SOURCE TEXT →
# Import Libraries

In [2]:
from selenium import webdriver
from selenium.webdriver.common.by import By
from selenium.webdriver.support.ui import WebDriverWait
from selenium.webdriver.support import expected_conditions as EC
from selenium.common.exceptions import TimeoutException
import datetime
import csv
import openpyxl
from openpyxl import Workbook

# Create Functions

## Scrape info

In [3]:
def MedtronicScraper(year,month,day):
    #prepare the input date
    year=str(year)
    month=str(month)
    day=str(day)
    input_date=year+'/'+month+'/'+day

    #open chrome in incognito mode
    options = webdriver.ChromeOptions()
    options.add_argument(' -- incognito')
    browser = webdriver.Chrome(chrome_options=options)

    # Go to the website
    browser.get('https://www.medtronic.com/jp-ja/about/news.html')

    # Get info
    # Go to production info section
    top_info = browser.find_element_by_xpath('/html/body/div[2]/div[5]/div[3]/section/div[2]/div/ul')
    # Go to the list
    news_list=top_info.find_elements_by_css_selector('li')
    # Go through the list
    result=[]
    for news in news_list:
        date = news.find_element_by_css_selector('p>b').text
        # Get URL and title if date == input date
        if date==input_date:
            # format without anything in between the date
            date = str(year)+str(month)+str(day)
            # Get link and title
            link=news.find_element_by_css_selector('p>a').get_attribute('href')
            title=news.find_element_by_tag_name('p').text.split('\n')[1]
            # If the title contains "販売"&"開始", them return 1 as new_product
            new_product_condition_1='販売'
            new_product_condition_2='開始'
            if (new_product_condition_1 in title)&(new_product_condition_2 in title):
                new_product=1
            else:
                new_product=0
            # Append the info to the list
            result.append([date,title,link,new_product])
    return result

## Store info to CSV

In [4]:
def Medtronic_to_csv(result):

    # check if the result is empty
    result_len = len(result)

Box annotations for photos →

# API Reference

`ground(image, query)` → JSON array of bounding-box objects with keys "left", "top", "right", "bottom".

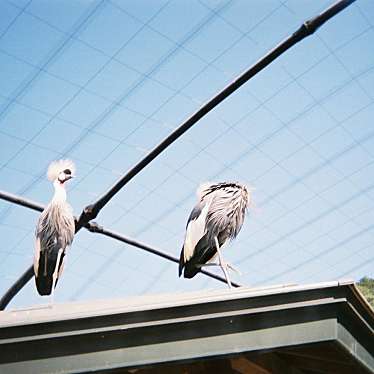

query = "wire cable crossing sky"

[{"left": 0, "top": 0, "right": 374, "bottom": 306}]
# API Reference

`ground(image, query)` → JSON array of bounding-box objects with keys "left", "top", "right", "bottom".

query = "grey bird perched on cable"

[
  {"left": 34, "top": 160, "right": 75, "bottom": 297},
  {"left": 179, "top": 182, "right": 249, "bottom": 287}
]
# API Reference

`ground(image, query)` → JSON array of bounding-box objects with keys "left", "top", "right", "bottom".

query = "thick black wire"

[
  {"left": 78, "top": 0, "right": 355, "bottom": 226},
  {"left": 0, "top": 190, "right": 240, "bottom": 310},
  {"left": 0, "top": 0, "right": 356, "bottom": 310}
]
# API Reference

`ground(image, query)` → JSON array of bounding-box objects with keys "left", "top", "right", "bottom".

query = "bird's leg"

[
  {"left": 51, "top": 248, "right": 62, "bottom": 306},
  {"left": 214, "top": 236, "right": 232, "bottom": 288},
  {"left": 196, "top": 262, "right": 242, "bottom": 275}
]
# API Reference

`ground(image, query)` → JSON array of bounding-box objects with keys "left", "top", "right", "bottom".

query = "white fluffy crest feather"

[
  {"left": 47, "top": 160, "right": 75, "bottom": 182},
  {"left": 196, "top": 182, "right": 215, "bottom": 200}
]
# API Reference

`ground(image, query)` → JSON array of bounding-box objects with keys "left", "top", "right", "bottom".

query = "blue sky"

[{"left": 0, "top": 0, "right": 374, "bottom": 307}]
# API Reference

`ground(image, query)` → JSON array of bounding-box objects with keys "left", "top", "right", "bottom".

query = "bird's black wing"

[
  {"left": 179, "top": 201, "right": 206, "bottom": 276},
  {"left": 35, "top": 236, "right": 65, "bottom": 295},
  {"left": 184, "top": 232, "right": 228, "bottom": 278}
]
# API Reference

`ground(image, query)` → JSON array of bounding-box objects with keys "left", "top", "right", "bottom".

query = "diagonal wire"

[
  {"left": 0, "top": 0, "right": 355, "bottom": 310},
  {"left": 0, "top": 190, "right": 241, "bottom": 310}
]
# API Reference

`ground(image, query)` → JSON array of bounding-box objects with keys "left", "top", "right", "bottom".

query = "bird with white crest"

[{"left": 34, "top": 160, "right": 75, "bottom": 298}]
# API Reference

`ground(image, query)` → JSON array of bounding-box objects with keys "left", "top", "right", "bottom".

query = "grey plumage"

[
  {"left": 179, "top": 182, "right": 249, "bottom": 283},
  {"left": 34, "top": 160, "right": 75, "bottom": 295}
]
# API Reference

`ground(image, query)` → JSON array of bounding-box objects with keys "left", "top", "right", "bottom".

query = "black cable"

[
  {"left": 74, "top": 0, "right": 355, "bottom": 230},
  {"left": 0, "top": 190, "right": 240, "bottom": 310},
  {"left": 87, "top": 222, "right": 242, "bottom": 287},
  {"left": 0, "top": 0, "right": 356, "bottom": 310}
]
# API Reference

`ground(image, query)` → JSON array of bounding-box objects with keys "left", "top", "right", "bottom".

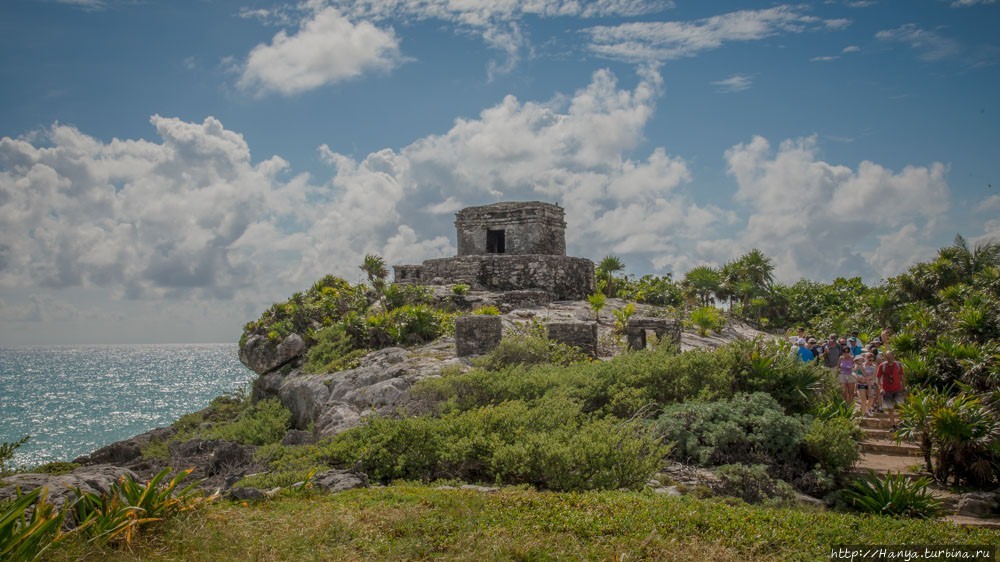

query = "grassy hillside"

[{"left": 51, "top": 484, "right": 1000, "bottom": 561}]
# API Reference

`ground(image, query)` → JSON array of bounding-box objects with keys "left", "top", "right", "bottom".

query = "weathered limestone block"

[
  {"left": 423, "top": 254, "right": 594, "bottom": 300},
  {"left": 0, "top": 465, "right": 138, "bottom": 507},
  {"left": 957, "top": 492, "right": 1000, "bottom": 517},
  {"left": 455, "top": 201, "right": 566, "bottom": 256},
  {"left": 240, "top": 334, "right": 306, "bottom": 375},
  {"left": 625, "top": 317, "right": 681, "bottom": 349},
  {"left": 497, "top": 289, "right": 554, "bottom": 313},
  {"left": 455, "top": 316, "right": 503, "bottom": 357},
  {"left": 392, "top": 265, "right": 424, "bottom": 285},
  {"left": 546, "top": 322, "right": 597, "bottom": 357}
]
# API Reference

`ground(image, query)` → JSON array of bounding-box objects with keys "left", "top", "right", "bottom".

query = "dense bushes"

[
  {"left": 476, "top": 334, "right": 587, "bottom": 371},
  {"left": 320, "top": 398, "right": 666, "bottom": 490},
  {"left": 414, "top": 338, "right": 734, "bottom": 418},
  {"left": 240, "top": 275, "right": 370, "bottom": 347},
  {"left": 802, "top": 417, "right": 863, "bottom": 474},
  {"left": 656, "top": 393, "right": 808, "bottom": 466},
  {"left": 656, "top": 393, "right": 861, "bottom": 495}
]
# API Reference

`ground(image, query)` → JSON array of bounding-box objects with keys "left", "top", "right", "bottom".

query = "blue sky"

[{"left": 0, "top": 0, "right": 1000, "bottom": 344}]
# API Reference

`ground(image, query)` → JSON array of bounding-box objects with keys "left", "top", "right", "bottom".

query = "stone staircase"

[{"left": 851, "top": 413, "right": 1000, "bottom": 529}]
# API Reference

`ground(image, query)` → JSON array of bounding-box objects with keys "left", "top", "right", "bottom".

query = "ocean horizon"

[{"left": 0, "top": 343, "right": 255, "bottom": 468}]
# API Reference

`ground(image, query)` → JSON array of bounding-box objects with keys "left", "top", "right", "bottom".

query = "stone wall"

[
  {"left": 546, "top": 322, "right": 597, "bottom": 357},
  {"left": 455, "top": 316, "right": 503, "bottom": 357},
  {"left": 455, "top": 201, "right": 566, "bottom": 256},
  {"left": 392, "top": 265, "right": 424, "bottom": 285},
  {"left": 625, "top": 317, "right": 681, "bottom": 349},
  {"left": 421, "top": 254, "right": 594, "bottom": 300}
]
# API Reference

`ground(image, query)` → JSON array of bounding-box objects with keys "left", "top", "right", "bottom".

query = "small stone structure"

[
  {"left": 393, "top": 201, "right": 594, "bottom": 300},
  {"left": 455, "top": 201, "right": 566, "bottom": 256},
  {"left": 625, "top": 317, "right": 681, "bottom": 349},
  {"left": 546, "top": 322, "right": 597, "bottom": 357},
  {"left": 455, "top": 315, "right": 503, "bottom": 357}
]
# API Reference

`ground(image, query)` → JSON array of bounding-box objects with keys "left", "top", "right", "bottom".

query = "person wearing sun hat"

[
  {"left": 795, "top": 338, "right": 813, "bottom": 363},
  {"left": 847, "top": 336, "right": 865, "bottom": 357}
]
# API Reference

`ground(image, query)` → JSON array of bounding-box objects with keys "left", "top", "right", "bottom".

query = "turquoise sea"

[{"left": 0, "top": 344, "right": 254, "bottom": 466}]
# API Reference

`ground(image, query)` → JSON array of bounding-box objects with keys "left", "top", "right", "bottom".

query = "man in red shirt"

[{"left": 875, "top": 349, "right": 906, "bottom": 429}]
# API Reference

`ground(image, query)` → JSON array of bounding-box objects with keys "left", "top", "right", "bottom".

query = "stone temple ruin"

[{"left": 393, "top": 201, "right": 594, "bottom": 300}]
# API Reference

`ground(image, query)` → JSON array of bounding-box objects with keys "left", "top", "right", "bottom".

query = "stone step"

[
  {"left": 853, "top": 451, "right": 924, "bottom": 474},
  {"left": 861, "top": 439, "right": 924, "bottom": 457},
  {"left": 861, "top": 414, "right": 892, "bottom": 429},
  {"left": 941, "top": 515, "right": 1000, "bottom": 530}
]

BRIEF 1 → Output the passage of the Medtronic scraper notebook from "browser = webdriver.Chrome(chrome_options=options)" to "news_list=top_info.find_elements_by_css_selector('li')", copying it verbatim.
BRIEF 2 → According to the Medtronic scraper notebook, which URL does the browser open to collect the news?
BRIEF 3 → Supply the next part of the Medtronic scraper notebook, continuing from its final line.
The listing is not needed for this work.

TASK OUTPUT 1 →
browser = webdriver.Chrome(chrome_options=options)

    # Go to the website
    browser.get('https://www.medtronic.com/jp-ja/about/news.html')

    # Get info
    # Go to production info section
    top_info = browser.find_element_by_xpath('/html/body/div[2]/div[5]/div[3]/section/div[2]/div/ul')
    # Go to the list
    news_list=top_info.find_elements_by_css_selector('li')

TASK OUTPUT 2 → https://www.medtronic.com/jp-ja/about/news.html

TASK OUTPUT 3 →
    if result_len == 0:
        return
    
    # get date for checking their existence later
    date=result[0][0]

    # get row number
    # try to open the csv file
    try:
        with open('Medtronic.csv') as csvfile:
            reader = csv.reader(csvfile)
            # check if the title we are trying to add is already there    
            for row in reader:
                # the date is already there, dont add anything
                if row[0]==date:
                    return print('Already added to csv')
    # if there's no such file, create a new file 
    except FileNotFoundError:
        # set the header
        with open('Medtronic.csv','w') as file:
            header=['日付',
                    'カテゴリコード',
                    'メーカーコード',
                    'メーカー名称',
                    '新着記事カテゴリ',
                    '新着記事タイトル',
                    '新着記事URL',
                    '新製品記事'
                    ]
            writer = csv.writer(file)
            writer.writerow(header)
    
    # add new data
    with open('Medtronic.csv', 'a') as csvfile:
        writer = csv.writer(csvfile)
        for i in range(result_len):
            writer.writerow([result[i][0], 
                            '', 
                            '', 
                            '日本メドトロニック', 
                            '',
                            result[i][1], 
                            result[i][2], 
                            result[i][3]])

## Store info to excel

In [5]:
def Medtronic_to_excel(result):
    # check if the result is empty
    result_len = len(result)
    if result_len == 0:
        return

    # get date for checking their existence later
    date=result[0][0]

    # try to open the workbook
    try:
        wb = openpyxl.load_workbook('Medtronic.xlsx')
        ws = wb['Sheet1']
        for row in ws.iter_rows(values_only=True):
            # the date is already there, dont add anything
            if row[0]==date:
                return print('Already added to excel')
    # if we cannot open it, we create a new one
    except FileNotFoundError:
        wb = Workbook()
        ws = wb.create_sheet('Sheet1')
        ws.append(['日付',
                'カテゴリコード',
                'メーカーコード',
                'メーカー名称',
                '新着記事カテゴリ',
                '新着記事タイトル',
                '新着記事URL',
                '新製品記事'])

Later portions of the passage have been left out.